* Begin Text to read *

Yeah. OK. So it looks like really overall we have sort of a physical wellbeing and a mental wellbeing that we’re trying to accomplish. So we have, you know, weight loss is sort of the objective that would lead towards you feeling better about yourself and leading a healthier life to be around for your kids. So it seems to me like your major reason why you would want to train at all is to be healthy and be around for your family. Is that correct?
Yeah, I think that’s pretty accurate, you know, I’d feel like a good family member, strong father.
Yeah. OK, good. Now tell me a little bit about like the last three months. So, you know, we sat down three months ago, you seem pretty motivated to get in here and get more fit, you know, checked your attendance, you know, your attendance, you know, on average two times a week. And we don’t really think that that’s enough to get where you want to go. So tell me a little bit about what you’ve been doing and how you’ve been feeling.
Well I’ve been coming those two times a week. And honestly I probably a couple of weeks in the last couple of weeks probably came once a week. You know, I was just feel a little bit unmotivated having trouble getting there. So my attendance has probably been, if I’m truly honest, I’ve been dropping off a little bit. You know, before that, I guess like I was really kind of feeling fired up by seeing like results. Every time I came in, I was getting stronger, numbers were changing and things like that. Now it’s kind of slowing down a little bit and I’m just not, I feel like I’m spinning my tires maybe.
Yeah. So it’s not necessarily an uncommon experience where it gets a little bit tougher to get the results you want. So like we made progress in your first six months, and now it’s getting a little bit tougher to do that. So I got a couple of options for you. So right now, you know, we’ve got a goal of losing 10 pounds, realistically, we could make that happen in the next three months. Yeah. Yeah. And, you know, help with the confidence and, you know, and set you on the track to be more healthy. So are there any other goals that you feel like you’re like in the next three months, like, you know, I would know that I’m on track to being healthy and being the person I want to be. If we hit them.
That’s probably the main one is probably that weight loss. But if I give you a second one, I mean, I really like the deadlift. So if my deadlift number went up, you know, from time to time that would be kind of a big win for me too.
- All right. So lose 10 pounds, deadlift.
Call it a strength goal, I guess.
All right. So based on your goals and like the track record that you have over the last three months, I think that you’re going to be better suited instead of doing your unlimited CrossFit membership and coming one or two times a week is you’re going to be better suited with a hybrid membership and getting into our first month of nutrition. So the two programs, so like the hybrid membership first is what I want you to do is you’re going to meet with coach Jim. He’s gonna meet you on Monday for a personal training session every week, 30 minutes only. What you’re gonna be able to do is you’re spend the time working on, you know, strengthening lower body to help build up your deadlift. You’re gonna do that every week for three months, right? It’s like over the course of three months, we’re going to make huge progress on the deadlift.
I’m already excited about it. I’m jumping out of character here, but like, when you say that, I’m like, cause I actually do like the deadlift. That sounds amazing. I’m back in character now.
Yeah. And so like what also is going to happen in that session? So we’ll get to work on your specific goal to deadlift, but more important is what’s going to happen is Jim’s going to make sure that you schedule your three classes for the week. And so on Monday you meet with Jim, the first thing he’s going to do is going to say, all right, Mike, as you’re getting warmed up, he’s just say, all right, what days are we coming this week? He’s going to sign you into those classes right then and there. And you know, what’s going to happen the following Monday, if you haven’t gone to those three classes, Jim’s going to look at the attendance from last week and he’s going Mike. You told me you’re coming in on Friday at 4:00 PM and you didn’t. What happened.

* End Text to read *
* Begin Raw data *

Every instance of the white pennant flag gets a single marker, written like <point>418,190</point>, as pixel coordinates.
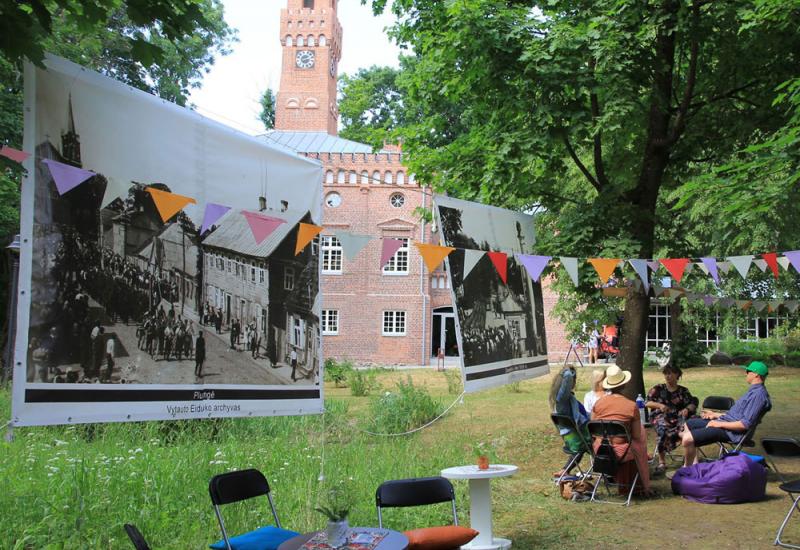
<point>741,263</point>
<point>571,265</point>
<point>471,257</point>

* End Raw data *

_Exercise 1_
Translate this sentence from the gym coaching conversation into Spanish: "And we don’t really think that that’s enough to get where you want to go."
_Exercise 2_
Carry on the gym coaching conversation from the point where it stops.
The listing is separate material and has nothing to do with the gym coaching conversation.

_Result 1_
Y la verdad es que no creemos que eso sea suficiente para llegar a donde quieres ir.

_Result 2_
And you’re going to straighten up. You’re going to go yep. Got it, coach. Won’t do it again. All right. And so like in terms of losing the 10 pounds, like we just need to be really, really consistent. You know, the healthy longterm health goals are going to keep you around for your kids, wife and be mentally sane is like, we just need you to show up regularly. And having that level of accountability with that half an hour session each week is going to be the thing that really sets that up. And like, you’re never going to go a week where you haven’t been personally held accountable by the coaches, say, Mike, where are you? And why haven’t you been doing what you told me, what we agreed to do? The second piece is the nutrition piece. So like anytime that we’re talking about a weight loss goal, like it’s going to help to meet with a coach who can meet you where you’re at with your nutrition.
So our nutrition, our first month, basically, you’re gonna get five sessions with coach Tommy. He’s going to walk you through some of the basics. I know you’ve got one of those sessions with Tommy, so you’ve already met him before. But he’s going to make sure that we’re building a nutrition plan that fits your lifestyle and your goals, 10 pounds. This should be an easy fix, but we understand that life happens. And just like, you know, you learn the snatch at some point in months two and three here, right? We didn’t just throw 185 pounds on there for you. We started with a PVC pipe and we did progressions and we built you to it. The same thing’s gonna happen in our nutrition program. And he’s going to help give you the one thing each week that’s going to make the biggest bang for the buck for you, the low hanging fruit. And so like basically starting, let’s see today is Thursday starting on Monday. This is going to be our plan. You’re going to meet with Jim on Monday. He’s going to schedule out your classes with you, and then I’m going to put you on the schedule to meet with Tommy on Thursday. How’s that sound like?
It sounds great. And we’re just going to end it there because like, I’m going to point out a couple of things you did, but at this point you just hammered out, like I’m sold, you hammer out the pricing binder, you tap the numbers and I’m like, cool, let’s do it because you literally solved all my problems. Right? And you guys have your listing. What you saw there was installed accountability. That’s going to remove a huge barrier. And then you install the metrics that are going to show me that I’m actually making progress. Because even though I was working out, I was still making progress. I maybe just wasn’t noticing. Cause we all know after the early honeymoon stage, you know, you don’t get PR every workout, but you still will get PRs. It just happens. I wasn’t working out enough. The accountability solves that. And then you’ve added in the nutrition part, which is, again, now it’s a higher value service because you’ve added training with personalized stuff and nutrition.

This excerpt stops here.